==== STORED DATA ====
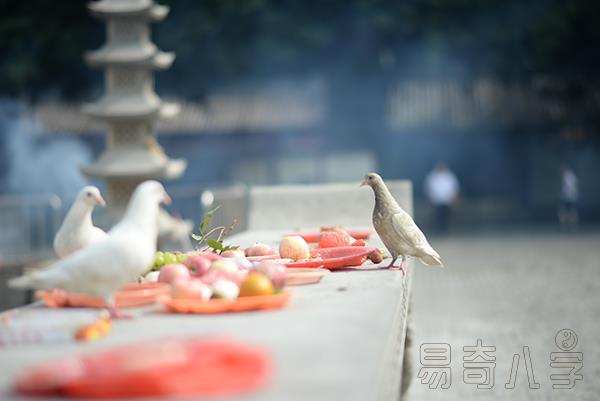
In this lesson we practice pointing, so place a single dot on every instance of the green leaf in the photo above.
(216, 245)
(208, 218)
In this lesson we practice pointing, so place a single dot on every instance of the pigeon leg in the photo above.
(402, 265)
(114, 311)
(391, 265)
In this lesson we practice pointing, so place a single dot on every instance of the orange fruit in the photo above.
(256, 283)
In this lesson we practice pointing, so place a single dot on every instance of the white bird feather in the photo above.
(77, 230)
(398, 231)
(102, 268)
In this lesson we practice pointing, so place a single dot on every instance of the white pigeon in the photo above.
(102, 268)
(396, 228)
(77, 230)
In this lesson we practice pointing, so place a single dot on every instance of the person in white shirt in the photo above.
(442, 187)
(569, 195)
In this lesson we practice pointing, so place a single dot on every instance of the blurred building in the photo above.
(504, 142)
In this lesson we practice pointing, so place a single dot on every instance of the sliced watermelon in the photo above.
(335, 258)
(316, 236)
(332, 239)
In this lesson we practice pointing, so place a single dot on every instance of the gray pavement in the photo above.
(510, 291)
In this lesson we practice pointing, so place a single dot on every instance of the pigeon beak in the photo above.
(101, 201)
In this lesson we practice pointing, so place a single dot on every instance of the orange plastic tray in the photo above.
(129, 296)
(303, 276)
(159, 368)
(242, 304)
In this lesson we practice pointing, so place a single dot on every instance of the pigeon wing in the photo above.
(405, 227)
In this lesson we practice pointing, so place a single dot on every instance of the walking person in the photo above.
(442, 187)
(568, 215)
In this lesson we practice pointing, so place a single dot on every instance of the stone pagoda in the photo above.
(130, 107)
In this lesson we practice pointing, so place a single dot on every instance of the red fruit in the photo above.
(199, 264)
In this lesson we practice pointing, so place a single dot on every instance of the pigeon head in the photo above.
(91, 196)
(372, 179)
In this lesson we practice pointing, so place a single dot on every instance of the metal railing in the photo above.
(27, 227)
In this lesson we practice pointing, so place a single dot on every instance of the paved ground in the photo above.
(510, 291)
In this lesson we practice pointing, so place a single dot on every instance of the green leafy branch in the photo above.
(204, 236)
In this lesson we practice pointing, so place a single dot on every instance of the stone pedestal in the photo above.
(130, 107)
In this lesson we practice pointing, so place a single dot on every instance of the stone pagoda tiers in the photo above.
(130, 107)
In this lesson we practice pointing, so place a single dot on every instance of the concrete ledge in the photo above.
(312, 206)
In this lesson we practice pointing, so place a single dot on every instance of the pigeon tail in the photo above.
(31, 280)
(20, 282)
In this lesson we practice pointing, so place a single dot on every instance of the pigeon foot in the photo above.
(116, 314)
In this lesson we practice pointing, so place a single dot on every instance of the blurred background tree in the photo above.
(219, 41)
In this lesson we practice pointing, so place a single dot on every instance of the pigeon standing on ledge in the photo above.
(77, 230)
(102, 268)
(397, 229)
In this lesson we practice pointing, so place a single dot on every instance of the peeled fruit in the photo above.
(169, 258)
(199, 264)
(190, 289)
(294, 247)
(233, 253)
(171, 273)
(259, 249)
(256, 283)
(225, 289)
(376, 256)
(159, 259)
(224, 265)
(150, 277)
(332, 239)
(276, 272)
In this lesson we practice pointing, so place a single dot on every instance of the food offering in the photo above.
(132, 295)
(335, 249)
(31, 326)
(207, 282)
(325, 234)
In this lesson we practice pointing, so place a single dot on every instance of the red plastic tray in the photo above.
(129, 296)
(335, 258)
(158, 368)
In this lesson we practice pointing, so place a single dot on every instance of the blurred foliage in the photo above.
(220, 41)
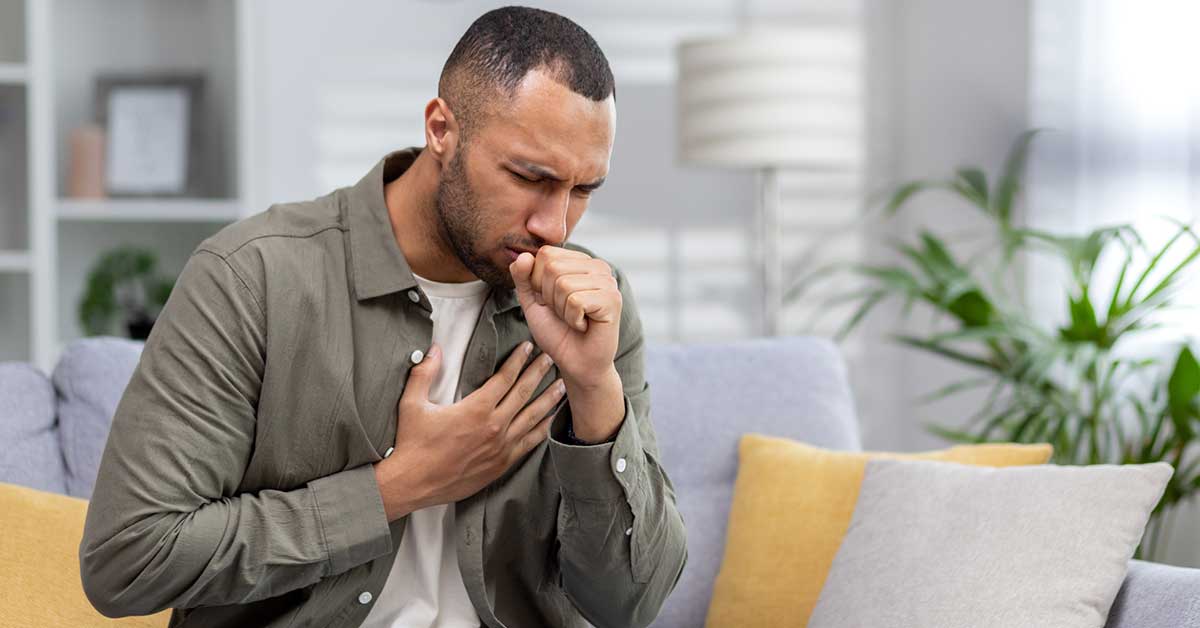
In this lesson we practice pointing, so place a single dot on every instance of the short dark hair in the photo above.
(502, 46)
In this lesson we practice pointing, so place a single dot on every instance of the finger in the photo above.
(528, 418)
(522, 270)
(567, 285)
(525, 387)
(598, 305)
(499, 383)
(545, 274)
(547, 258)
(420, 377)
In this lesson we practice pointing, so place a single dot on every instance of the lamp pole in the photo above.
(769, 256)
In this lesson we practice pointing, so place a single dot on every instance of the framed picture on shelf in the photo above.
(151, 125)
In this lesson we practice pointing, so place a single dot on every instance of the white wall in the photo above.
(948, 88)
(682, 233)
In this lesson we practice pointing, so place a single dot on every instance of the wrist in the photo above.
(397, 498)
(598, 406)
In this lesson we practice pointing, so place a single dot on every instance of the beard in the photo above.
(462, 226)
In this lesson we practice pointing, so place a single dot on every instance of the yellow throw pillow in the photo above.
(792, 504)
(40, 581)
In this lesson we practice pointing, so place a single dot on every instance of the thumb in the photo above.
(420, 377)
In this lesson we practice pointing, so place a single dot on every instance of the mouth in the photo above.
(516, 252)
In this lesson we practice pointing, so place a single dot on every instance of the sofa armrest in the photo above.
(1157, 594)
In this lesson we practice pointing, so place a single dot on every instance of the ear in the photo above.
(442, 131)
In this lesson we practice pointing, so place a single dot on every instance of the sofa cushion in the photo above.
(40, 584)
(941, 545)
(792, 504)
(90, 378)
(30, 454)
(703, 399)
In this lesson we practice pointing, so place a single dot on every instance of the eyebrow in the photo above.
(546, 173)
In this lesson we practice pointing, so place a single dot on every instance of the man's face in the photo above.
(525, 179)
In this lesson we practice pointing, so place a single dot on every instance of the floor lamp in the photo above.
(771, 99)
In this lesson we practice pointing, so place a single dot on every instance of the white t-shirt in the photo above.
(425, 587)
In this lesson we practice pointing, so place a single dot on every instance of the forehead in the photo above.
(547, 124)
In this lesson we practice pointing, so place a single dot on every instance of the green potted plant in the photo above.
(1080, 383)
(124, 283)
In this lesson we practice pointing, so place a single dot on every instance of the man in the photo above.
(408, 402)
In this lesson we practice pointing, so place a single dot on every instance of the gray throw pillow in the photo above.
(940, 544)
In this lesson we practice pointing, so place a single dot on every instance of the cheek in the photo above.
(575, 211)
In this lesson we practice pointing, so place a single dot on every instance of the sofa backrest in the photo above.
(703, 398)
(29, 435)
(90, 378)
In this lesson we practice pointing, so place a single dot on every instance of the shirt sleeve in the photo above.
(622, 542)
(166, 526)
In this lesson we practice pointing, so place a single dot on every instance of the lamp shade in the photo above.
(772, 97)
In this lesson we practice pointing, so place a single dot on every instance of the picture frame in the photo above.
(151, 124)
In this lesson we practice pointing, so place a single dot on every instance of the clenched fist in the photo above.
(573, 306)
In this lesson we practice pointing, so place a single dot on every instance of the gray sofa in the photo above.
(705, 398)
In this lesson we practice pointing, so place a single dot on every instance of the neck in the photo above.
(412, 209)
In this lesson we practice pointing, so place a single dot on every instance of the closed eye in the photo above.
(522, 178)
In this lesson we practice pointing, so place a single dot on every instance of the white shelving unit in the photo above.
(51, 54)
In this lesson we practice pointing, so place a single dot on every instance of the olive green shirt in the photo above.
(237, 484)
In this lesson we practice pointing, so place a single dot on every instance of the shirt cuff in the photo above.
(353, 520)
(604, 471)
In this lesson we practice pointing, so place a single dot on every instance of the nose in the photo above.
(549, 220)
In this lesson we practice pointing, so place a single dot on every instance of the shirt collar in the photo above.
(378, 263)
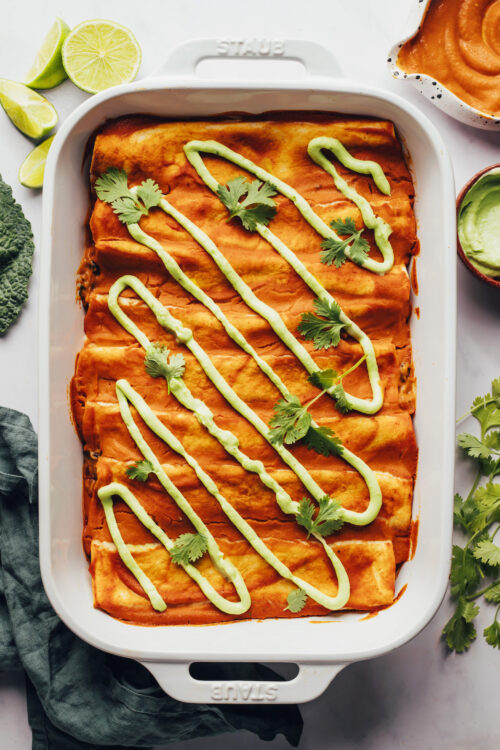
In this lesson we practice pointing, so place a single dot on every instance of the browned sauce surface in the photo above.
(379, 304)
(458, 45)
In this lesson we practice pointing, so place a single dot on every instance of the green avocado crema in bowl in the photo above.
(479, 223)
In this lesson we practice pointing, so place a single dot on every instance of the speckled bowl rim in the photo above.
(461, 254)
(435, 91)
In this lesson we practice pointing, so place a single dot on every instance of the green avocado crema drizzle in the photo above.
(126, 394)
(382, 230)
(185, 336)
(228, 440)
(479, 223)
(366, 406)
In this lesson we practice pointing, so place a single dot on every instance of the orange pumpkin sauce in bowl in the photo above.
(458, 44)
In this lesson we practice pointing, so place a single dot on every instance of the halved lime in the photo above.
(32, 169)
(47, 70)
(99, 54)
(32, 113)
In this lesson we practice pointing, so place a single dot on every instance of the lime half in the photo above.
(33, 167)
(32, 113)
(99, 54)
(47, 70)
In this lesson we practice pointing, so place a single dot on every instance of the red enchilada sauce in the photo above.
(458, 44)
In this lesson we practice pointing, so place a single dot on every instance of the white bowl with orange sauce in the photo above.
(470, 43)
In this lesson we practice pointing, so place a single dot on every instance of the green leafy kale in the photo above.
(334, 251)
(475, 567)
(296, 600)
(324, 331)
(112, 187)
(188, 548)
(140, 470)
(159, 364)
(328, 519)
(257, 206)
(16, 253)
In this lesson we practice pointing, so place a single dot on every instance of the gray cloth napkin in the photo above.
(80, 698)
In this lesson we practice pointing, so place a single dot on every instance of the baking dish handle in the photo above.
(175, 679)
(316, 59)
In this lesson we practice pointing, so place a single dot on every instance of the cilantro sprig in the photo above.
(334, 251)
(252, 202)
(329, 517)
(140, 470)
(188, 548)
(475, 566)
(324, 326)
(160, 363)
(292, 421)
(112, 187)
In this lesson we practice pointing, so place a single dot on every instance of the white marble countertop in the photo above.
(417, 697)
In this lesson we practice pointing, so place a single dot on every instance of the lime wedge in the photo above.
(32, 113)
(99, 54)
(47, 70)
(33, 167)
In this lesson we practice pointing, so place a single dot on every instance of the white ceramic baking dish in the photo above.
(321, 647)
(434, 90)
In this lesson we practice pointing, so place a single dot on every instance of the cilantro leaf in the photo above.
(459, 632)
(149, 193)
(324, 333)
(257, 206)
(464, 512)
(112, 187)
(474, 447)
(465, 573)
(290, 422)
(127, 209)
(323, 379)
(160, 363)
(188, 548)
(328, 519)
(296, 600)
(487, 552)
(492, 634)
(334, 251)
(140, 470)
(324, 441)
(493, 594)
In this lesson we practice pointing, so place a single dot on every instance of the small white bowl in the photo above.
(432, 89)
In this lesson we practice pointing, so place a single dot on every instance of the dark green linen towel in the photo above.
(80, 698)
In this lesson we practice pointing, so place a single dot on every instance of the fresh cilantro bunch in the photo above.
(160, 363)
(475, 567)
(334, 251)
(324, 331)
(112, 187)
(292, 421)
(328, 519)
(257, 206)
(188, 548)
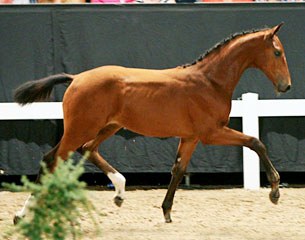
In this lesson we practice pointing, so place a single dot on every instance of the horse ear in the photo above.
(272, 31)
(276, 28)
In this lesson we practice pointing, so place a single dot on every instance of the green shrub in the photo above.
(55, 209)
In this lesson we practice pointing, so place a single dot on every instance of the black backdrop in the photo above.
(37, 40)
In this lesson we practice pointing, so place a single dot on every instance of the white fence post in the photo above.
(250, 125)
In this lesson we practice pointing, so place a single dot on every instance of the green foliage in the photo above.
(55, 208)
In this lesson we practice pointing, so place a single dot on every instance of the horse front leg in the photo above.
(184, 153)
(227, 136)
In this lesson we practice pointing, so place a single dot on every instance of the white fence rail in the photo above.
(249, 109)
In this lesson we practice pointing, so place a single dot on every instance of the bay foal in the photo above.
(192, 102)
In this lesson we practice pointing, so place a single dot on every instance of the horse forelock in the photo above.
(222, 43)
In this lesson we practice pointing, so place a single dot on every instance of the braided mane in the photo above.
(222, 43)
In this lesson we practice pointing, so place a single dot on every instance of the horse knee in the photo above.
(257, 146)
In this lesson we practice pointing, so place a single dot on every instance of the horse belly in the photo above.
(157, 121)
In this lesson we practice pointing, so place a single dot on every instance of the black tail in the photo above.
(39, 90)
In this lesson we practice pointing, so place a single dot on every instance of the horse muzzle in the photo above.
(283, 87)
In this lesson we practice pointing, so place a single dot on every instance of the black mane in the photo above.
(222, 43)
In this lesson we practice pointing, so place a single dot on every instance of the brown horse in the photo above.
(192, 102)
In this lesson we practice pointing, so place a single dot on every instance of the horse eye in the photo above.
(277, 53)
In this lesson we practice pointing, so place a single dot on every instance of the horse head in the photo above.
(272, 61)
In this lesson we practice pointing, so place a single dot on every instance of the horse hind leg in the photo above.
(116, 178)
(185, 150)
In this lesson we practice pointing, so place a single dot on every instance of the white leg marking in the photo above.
====
PROBLEM DETAILS: Give back exactly the lines from the line containing "forelock in the photo above." to the end of the entries, and no other lines.

WORKED SOLUTION:
In this lesson we practice pointing, so place a single dot on every instance of the horse forelock in the photo above.
(222, 43)
In this lesson we practice pointing, so place a single dot on every instance of the braided mane in the photo above.
(222, 43)
In this lesson we practice pointing, so place a single dot on every instance of the horse knee in the photo above.
(257, 146)
In this lesson we practice pointing, so place a single dot on every instance of the horse belly in the photo above.
(157, 121)
In this lesson we practice pointing, so place a single dot on every instance of the black tail in the photo above.
(39, 90)
In this lesson we practice pointing, so place a single dot on every instance of the horse muzzle in the photo above.
(283, 87)
In this lesson we practice pointing, so place a single dot on every instance of the black mane in the photo above.
(222, 43)
In this lesson we practice pointing, so place a single dot on every instance of the brown horse in the photo above.
(192, 102)
In this lesson we practice pointing, so place a single dot on every instance of the horse eye in the photo above.
(277, 53)
In this lesson we practice pointing, so place a single dot on every instance of the horse head in the photo above.
(272, 61)
In this lesson we practice pointing, so place a single dot on every instance of the horse hind leg in the photo above.
(116, 178)
(185, 150)
In this lesson we practice pointing, so place a single dot on every instance of the white leg marking in the photo above.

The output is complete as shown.